## Document

= = =

Pourquoi les journalistes doivent utiliser des données
Le journalisme est en état de siège. Jusqu’à maintenant, nous comptions sur le fait que nous étions les seuls à détenir la technologie permettant de multiplier et de diffuser les nouvelles de la nuit passée. La presse écrite servait de passerelle. Si quelqu’un voulait toucher tous les habitants d’une ville ou d’une région le lendemain matin, il s’en remettait aux journaux. Cette époque est révolue.
Aujourd’hui les nouvelles se diffusent en temps réel, proviennent de multiples sources, blogs et témoins oculaires, et tout ce qui se passe est filtré par un vaste réseau de connexions sociales, noté, commenté – et le plus souvent, ignoré.
C’est ce qui fait toute l’importance du datajournalisme. Il est de plus en plus indispensable de savoir recueillir, filtrer et visualiser les informations invisibles à l’œil nu. Le jus d’orange que vous buvez le matin, le café que vous préparez : dans notre économie mondialisée moderne, il existe des liens invisibles entre ces produits, vous et les autres. Les données sont le langage de ce réseau : de petits morceaux d’information qui bien souvent n’ont aucun intérêt pris séparément, mais sont extrêmement importants quand on les regarde sous le bon angle.
Aujourd’hui déjà, quelques journalistes pionniers démontrent comment ces données peuvent être exploitées pour mieux décrire ce qui se passe autour de nous et comment cela risque de nous affecter.
L’analyse de données peut révéler la « forme d’une histoire » (Sarah Cohen) ou s’apparenter à un « nouvel appareil photo » (David McCandless). En utilisant des données, le journaliste ne s’attache plus à être le premier à publier une information, mais plutôt à être celui qui apporte un éclairage à l’actualité, qui lui donne tout son sens. L’étendue des sujets peut être vaste. La prochaine crise financière qui se prépare. Les taux de marge des produits que nous utilisons. La mauvaise utilisation de fonds publics ou les bévues politiques, présentées sous forme de visualisations de données qui laissent peu de marge de contestation.
Les journalistes doivent saisir l’opportunité que ces données représentent. Ils peuvent par exemple expliquer comment une menace abstraite (comme le chômage) affecte les gens en fonction de leur âge, de leur sexe ou de leur niveau d’éducation. En utilisant des données, il est possible de transformer une abstraction en quelque chose qui parle à tout le monde.
Ils peuvent créer des calculateurs personnalisés pour aider les gens à prendre des décisions, que ce soit acheter une voiture, une maison, choisir une formation ou une orientation professionnelle, ou encore resserrer leur budget pour éviter de s’endetter.
Ils peuvent analyser l’évolution d’une situation complexe, comme une émeute ou un débat politique, démonter les idées reçues et permettre à tout le monde de trouver des solutions potentielles à des problèmes compliqués.

= = =

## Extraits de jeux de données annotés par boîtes
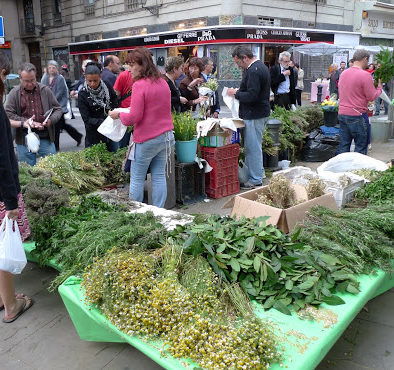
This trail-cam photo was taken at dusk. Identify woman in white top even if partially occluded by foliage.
[294,63,304,106]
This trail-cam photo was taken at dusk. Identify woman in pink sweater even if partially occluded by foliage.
[109,47,174,207]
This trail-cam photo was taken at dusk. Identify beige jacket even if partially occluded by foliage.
[296,68,304,90]
[5,83,63,145]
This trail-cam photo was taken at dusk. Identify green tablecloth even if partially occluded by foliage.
[59,270,394,370]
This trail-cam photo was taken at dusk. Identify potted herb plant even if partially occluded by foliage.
[172,112,197,163]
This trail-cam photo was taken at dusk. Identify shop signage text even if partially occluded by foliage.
[69,28,334,54]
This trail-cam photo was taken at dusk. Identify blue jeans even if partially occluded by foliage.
[375,94,389,116]
[129,131,175,208]
[336,114,368,155]
[16,139,56,166]
[244,117,268,185]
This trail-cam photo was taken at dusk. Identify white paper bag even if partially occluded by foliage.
[97,108,129,142]
[25,126,40,153]
[222,87,239,118]
[0,216,27,274]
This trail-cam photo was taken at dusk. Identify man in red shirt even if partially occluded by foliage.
[114,62,133,148]
[337,49,382,154]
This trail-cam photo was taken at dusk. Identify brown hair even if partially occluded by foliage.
[353,49,370,62]
[164,56,184,72]
[0,50,11,101]
[126,47,161,81]
[186,57,204,76]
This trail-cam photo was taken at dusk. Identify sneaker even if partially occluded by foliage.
[240,181,263,190]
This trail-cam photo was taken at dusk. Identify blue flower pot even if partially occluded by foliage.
[175,139,197,163]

= = =

## Consignes
A: D'après le texte sur le datajournalisme, à quoi David McCandless compare-t-il l'analyse de données ?
B: Rédigez la suite du texte sur le datajournalisme en reprenant après sa dernière phrase.

## Réponses fournies
A: À un « nouvel appareil photo ».

B:
De bonnes connaissances en matière de recherche, de nettoyage et de visualisation de données transforment également le travail de collecte d’informations. Il est reposant de pouvoir construire ses articles à partir d’informations et de faits concrets. Moins de suppositions, moins de citations à rechercher : le journaliste peut élaborer une thèse solide étayée par des données, ce qui peut avoir un impact important sur le journalisme en général. Par ailleurs, l’apprentissage du datajournalisme offre des perspectives d’avenir. Aujourd’hui, alors que les rédactions se réduisent, beaucoup de journalistes espèrent se reconvertir dans les relations publiques. Les datajournalistes et autres spécialistes des données, en revanche, sont déjà des employés très recherchés, et pas seulement dans les médias. Partout dans le monde, des entreprises et des institutions recherchent des « faiseurs de sens », des professionnels sachant exploiter des données et les rendre intelligibles.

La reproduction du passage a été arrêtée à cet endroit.